• AIM OF THE TASK:
From the data below, copy each line that includes the word "clicks".

• MATERIAL PROVIDED:
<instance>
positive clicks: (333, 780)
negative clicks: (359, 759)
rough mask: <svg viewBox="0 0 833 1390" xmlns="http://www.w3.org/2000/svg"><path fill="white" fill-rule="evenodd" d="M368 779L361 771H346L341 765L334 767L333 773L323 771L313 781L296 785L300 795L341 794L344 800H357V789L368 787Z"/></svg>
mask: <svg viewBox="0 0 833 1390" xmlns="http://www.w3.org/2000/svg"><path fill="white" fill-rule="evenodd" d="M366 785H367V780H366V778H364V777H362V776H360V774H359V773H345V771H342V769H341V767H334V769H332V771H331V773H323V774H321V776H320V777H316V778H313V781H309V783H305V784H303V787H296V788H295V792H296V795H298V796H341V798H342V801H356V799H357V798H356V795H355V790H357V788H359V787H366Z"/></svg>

• COMPLETED TASK:
positive clicks: (333, 780)
negative clicks: (359, 759)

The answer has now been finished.